Scientific Abstract
Proposal No. IBD-0250
Principal Investigator: Thaddeus S. Stappenbeck, M.D., Ph.D.
Applicant Organization: Washington University (St. Louis, Missouri, U.S.A.)
Project Title: Identification of colitogenic bacteria in an antibiotic-responsive model of fulminant ulcerative colitis
Period of Award: September 1, 2008 – February 28, 2011
Multiple genetic hits to the host immune system may contribute to the susceptibility and severity of IBD. Several genetic mouse models that re-capitulate some aspects of human IBD have utilized a single gene defect to induce colitis. We hypothesized that multiple genetic hits to the regulatory machinery that normally inhibits immune activation in the intestine would generate more severe, reproducible pathology that would mimic either ulcerative colitis or Crohn’s disease. Therefore, we generated a novel mouse line (dnKO) that possessed defects in both TGFβRII and IL-10R2 signaling. These mice rapidly and reproducibly developed a disease resembling fulminant human ulcerative colitis that was quite distinct from the much longer and more variable course of pathology observed previously in mice possessing only single defects. Pathogenesis was driven by uncontrolled production of pro-inflammatory cytokines resulting in large part from T cell activation. The disease process could be partially ameliorated by administration of antibodies against IFNγ and TNFα.
Importantly, the disease in dnKO was completely inhibited by a combination of broad spectrum antibiotics (metronidazole and ciprofloxacin). We have further explored the microbial-sensitivity of the colitis that develops in this model and found that metronidazole treatment alone can prevent disease. We have gone on to develop an experimental system whereby the dnKO mice are treated with metronidazole for one week. Treated mice that then have this antibiotic discontinued remain free of disease for several weeks. Conversely, metronidazole-treated dnKO mice that are colonized with whole cecal contents (i.e., representation of the entire microbiota of a WT mouse). This result is consistent with an indigenous, metronidazole-sensitive microbe (or microbes) that trigger fulminant colitis in this sensitized host (the dnKO mouse). We propose to utilize this completely penetrant, fast-acting experimental system to determine the microbial factors that induce immune activation and discover the indigenous microbes that can cause disease. Our goal is to then apply these results to human patients with pouchitis (a form of IBD that is sensitive to metronidazole and ciprofloxacin).

What you have to do: Print the part of the scientific abstract from "Scientific Abstract" up to and including "Louis, Missouri, U.S.A.)", copying it word for word.

Listed entries:
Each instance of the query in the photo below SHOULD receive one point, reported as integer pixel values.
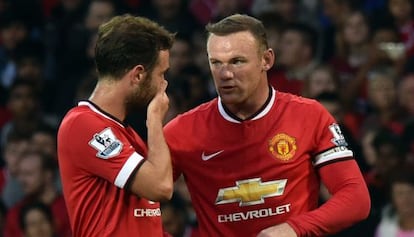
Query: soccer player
(111, 179)
(263, 152)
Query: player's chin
(229, 98)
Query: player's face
(147, 89)
(237, 67)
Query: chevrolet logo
(251, 191)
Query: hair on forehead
(238, 23)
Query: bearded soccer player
(262, 152)
(111, 178)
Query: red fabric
(287, 141)
(97, 156)
(350, 201)
(278, 79)
(59, 212)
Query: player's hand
(158, 106)
(282, 230)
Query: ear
(268, 59)
(137, 74)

Result of the exercise:
Scientific Abstract
Proposal No. IBD-0250
Principal Investigator: Thaddeus S. Stappenbeck, M.D., Ph.D.
Applicant Organization: Washington University (St. Louis, Missouri, U.S.A.)